***** Passage shown

A similar pattern was observed in the ODNSR sample predictions (eTable 1), with one exception: the generalized linear model performed similarly to machine learning algorithms in this small sample of pregnancies, yielding median absolute deviation values that were not statistically distinguishable from the machine-learning approaches. However, the same is not true for the corresponding root mean squared error values, which indicates that the generalized linear model yielded several outlying predictions, as confirmed by visual inspection of Figure 2.
The small for gestational age analysis results varied strongly by choice of method. Table e2 shows the number of live-births from the MOMI data that were classified as small for gestational age using a gestational age specific population birthweight standard, and an actual or predicted fetal weight + birthweight standard. As displayed in the first two rows, the number of small for gestational age births identified using the birthweight standard was 1,184 out of 8,517, lower than the actual fetal + birthweight standard of 1,815. A predicted fetal weight standard from all three machine learning approaches yielded results similar to the actual fetal weight birthweight standards. However, both regression-based predicted fetal weight standards yielded a much higher number of pregnancies identified as small for gestational age.
A similar pattern was observed when we estimated the association between smoking status during pregnancy and the risk of small for gestational birth identified using different standards (Table 2). On the risk ratio scale, using the birthweight standard, smoking anytime during pregnancy increased the risk of small for gestational age birth 3.84-fold (95% robust CI: 2.70, 5.47). However, this risk ratio dropped to 1.65 (95% robust CI: 1.50, 1.81) when using the actual fetal + birthweight standard, no different from those obtained using the machine learning-based predicted fetal + birthweight standard. When evaluated using the regression-based predicted fetal + birthweight standard, the risk ratio dropped even further. The same overall pattern was observed on the risk difference scale in terms of the grouping of magnitudes. However, the direction of these associations was reversed, with the birthweight standard yielding the lowest overall association, and the regression-based predicted fetal + birthweight standard yielding the highest association. This reversal is attributable to the variation across method in the baseline risk of small for gestational age birth. Still, the results from the machine-learning based predicted fetal + birthweight standard were no different than those from the actual fetal + birthweight standard.

**********
***** Information shown

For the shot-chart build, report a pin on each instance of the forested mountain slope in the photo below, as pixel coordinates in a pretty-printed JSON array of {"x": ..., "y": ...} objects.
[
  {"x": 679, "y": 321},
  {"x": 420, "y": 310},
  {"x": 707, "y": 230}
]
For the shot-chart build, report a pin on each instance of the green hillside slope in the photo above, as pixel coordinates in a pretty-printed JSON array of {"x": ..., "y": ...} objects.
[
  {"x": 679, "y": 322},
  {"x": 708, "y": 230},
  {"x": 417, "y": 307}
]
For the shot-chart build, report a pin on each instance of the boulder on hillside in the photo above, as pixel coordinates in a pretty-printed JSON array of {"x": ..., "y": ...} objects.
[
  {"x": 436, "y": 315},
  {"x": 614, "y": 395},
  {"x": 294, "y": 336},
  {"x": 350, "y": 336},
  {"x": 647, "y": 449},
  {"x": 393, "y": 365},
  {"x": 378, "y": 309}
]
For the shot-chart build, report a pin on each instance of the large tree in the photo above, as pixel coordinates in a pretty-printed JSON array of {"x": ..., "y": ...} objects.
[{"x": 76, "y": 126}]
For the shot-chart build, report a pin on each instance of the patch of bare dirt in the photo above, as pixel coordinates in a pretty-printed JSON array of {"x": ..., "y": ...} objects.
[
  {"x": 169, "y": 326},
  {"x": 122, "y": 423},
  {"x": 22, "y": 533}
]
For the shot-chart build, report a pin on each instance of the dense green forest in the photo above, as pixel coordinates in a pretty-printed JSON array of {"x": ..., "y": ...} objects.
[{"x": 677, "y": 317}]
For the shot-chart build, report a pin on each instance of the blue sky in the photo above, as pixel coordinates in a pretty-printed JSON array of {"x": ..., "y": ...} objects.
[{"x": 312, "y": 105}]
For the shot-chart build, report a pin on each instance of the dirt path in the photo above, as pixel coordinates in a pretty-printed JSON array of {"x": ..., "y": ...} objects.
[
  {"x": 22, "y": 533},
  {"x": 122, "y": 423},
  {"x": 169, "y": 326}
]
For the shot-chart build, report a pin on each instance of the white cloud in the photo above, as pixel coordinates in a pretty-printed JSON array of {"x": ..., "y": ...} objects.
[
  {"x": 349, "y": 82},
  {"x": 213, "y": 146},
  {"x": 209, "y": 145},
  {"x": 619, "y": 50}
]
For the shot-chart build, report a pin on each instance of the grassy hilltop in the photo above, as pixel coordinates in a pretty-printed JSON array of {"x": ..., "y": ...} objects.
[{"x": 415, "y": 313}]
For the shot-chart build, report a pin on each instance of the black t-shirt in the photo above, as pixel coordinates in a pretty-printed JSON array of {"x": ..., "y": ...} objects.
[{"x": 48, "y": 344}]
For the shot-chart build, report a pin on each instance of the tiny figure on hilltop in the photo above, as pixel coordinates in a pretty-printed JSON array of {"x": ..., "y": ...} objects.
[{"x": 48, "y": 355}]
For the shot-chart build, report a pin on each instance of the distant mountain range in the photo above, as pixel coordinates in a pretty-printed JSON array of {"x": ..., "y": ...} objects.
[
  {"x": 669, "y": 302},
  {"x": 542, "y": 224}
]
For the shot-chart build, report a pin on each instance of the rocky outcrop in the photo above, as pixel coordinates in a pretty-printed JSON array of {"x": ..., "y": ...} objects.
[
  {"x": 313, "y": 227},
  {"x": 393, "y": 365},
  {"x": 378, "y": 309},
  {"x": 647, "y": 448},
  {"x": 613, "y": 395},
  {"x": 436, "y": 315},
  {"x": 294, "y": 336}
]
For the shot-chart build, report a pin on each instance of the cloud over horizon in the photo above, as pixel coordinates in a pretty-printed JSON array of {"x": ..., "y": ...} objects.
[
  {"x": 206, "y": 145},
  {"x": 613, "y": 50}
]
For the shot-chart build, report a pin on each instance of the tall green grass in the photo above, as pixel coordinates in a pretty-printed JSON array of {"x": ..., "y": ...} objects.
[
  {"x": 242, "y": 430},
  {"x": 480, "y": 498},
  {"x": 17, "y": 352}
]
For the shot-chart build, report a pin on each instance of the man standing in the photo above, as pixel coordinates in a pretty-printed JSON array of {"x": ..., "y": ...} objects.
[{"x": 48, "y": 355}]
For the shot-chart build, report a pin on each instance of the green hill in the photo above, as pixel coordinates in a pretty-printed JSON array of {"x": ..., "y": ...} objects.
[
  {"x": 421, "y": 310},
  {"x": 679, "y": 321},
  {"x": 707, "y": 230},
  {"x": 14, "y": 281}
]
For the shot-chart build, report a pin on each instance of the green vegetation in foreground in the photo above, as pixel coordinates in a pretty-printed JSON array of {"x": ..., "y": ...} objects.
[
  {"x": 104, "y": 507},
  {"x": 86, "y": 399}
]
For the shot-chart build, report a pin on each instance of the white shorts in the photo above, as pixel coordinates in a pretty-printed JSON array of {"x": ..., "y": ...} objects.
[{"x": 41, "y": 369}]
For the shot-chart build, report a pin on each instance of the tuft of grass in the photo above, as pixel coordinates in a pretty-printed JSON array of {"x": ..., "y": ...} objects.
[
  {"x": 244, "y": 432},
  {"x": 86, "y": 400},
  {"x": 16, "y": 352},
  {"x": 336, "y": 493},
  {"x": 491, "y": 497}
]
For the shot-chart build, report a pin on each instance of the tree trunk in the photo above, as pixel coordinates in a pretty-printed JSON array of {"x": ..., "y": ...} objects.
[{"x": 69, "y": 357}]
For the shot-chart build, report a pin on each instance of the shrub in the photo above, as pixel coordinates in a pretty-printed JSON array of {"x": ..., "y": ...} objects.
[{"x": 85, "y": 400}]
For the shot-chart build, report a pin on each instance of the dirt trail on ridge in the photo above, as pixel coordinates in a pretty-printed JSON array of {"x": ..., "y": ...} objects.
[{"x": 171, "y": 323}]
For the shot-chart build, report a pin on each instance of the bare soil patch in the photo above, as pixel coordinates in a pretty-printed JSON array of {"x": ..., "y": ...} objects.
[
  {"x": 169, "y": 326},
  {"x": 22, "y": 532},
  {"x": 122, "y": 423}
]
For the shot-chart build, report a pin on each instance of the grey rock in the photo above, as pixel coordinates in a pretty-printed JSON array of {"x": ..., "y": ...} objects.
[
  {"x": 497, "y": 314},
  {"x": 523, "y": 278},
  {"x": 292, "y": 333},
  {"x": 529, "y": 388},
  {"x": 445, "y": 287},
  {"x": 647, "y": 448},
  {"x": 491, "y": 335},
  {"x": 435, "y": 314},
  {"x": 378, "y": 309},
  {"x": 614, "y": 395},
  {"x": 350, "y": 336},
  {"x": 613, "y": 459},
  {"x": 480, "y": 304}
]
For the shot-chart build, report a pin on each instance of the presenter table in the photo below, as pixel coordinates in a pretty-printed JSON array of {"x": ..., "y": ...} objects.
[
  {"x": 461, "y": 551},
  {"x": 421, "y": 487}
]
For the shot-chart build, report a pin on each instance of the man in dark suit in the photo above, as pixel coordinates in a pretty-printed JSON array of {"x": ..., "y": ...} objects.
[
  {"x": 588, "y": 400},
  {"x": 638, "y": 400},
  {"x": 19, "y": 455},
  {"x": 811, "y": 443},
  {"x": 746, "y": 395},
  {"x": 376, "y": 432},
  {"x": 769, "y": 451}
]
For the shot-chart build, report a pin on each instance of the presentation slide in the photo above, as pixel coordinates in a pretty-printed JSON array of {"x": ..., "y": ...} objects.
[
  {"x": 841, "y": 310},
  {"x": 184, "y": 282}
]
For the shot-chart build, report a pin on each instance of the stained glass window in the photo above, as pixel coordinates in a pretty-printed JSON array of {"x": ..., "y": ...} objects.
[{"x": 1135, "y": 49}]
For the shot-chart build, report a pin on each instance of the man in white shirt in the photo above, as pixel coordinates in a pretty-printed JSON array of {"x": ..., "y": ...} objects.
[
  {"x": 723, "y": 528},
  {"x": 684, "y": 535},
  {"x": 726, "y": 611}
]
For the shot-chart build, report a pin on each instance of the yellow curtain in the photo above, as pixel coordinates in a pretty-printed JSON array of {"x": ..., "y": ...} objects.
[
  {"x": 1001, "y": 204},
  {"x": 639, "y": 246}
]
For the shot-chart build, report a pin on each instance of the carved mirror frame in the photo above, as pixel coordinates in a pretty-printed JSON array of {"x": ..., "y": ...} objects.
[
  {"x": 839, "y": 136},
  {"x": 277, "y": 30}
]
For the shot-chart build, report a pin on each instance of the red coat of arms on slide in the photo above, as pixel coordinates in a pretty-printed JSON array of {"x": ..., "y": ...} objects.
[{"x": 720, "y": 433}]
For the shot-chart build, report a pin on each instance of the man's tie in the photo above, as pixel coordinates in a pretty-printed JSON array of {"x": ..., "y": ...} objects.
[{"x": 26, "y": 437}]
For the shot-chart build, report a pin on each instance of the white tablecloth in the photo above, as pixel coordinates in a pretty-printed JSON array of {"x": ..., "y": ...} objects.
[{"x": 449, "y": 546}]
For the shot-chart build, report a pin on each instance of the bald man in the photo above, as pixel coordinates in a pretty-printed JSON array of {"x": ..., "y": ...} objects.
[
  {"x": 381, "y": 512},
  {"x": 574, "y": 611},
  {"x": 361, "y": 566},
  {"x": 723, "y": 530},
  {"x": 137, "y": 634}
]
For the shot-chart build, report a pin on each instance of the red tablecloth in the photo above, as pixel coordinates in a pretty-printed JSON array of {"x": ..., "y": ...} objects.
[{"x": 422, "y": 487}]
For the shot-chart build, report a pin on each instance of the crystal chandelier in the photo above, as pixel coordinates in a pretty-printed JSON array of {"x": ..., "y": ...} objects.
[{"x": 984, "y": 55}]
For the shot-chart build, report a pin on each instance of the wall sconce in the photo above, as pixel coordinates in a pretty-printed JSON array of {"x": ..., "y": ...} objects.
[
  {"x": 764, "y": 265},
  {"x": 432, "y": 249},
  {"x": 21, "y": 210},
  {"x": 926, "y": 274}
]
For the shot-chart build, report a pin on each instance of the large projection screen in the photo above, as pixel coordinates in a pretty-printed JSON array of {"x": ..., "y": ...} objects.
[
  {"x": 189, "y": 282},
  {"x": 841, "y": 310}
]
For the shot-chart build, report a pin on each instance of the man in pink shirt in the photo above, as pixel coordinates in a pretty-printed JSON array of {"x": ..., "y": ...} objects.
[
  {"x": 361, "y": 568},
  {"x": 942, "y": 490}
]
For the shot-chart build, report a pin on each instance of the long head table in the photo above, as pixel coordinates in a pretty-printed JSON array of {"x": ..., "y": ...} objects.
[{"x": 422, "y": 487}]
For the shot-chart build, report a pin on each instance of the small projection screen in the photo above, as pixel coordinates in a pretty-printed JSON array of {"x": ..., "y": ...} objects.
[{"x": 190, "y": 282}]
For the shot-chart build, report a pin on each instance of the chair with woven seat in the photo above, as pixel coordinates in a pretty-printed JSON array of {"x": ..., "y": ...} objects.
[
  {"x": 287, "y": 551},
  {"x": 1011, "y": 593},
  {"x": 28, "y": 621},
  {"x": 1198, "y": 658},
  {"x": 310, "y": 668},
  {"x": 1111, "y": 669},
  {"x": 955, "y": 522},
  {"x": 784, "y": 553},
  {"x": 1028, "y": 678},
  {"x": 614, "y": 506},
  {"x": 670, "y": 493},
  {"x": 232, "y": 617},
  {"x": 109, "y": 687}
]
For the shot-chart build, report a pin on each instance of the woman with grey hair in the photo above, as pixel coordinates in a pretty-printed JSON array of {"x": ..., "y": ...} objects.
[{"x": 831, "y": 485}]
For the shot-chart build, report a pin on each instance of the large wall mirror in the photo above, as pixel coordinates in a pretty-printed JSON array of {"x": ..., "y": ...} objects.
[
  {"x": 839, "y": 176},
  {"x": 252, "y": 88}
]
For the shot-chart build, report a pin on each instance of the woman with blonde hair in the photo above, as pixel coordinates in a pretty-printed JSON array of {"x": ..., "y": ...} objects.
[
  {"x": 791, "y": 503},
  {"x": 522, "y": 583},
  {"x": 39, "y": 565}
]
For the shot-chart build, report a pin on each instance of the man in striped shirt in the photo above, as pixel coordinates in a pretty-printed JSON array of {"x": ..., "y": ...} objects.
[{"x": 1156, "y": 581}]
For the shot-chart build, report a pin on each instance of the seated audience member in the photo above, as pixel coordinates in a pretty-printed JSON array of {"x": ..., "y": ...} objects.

**********

Required tasks:
**1)** Name every table and figure that the passage on predicting fetal weight and small for gestational age births refers to.
**2)** Extend the passage on predicting fetal weight and small for gestational age births, beginning after its final sentence.

Responses for each task:
**1)** eTable 1, Figure 2, Table e2, Table 2

**2)**
Table 2.
Method | Risk Ratio | 95% Robust CI | Risk Difference per 100 Live Births | 95% Robust CI | ||
---|---|---|---|---|---|---|
SGAB | 3.84 | 2.70 | 5.47 | 3.18 | 2.23 | 4.17 |
SGAFB | 1.72 | 1.51 | 1.78 | 13.30 | 10.32 | 16.28 |
SGAPB | ||||||
GLM | 1.34 | 1.23 | 1.44 | 14.34 | 11.26 | 17.34 |
QR | 1.25 | 1.16 | 1.34 | 13.96 | 10.87 | 17.04 |
RF | 1.81 | 1.62 | 1.88 | 13.45 | 10.87 | 15.89 |
BART | 1.65 | 1.50 | 1.81 | 13.01 | 10.12 | 16.10 |
GBM | 1.72 | 1.61 | 1.93 | 13.87 | 10.77 | 16.83 |
Abbreviations: GLM = generalized linear model; QR = quantile regression; RF = random forest; BART = Bayesian additive regression trees; GBM = generalized boosted models
Figure 3 shows quantile differences at the 25th, 50th, and 75th percentiles of the distribution of estimated fetal weight across gestation between smokers and non-smokers. Compared to the smoothed quantile differences in the actual fetal weight + birthweight data (upper left panel, grey background), both generalized linear model and quantile regression model predictions yielded data that showed no differences between smokers and non-smokers at the 25th, 50th, and 75th percentiles. On the other hand, predictions from Bayesian additive regression trees, random forests, and generalized boosted models showed quantile differences that were similar to those obtained in the empirical data. These smoothed quantile differences suggested that: (i) non-smoker fetal weight + birthweight began to deviate from smoker fetal weight + birthweight at roughly 32 weeks of gestation, and (ii) the differences are larger at the 75th percentile of the fetal weight + birthweight distribution, relative to similar differences at the 50th and 25th percentiles.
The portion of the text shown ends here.